## Exercise goal
Rewrite the listing with every "vertical post" changed to "upright pole" and nothing else altered.

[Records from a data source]
__________
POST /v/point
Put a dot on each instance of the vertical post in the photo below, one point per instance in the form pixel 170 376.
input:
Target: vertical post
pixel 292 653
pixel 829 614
__________
## Output for this exercise
POST /v/point
Put a dot on each instance of the upright pole in the photo below, one point per instance in the form pixel 170 376.
input:
Target: upright pole
pixel 292 653
pixel 829 614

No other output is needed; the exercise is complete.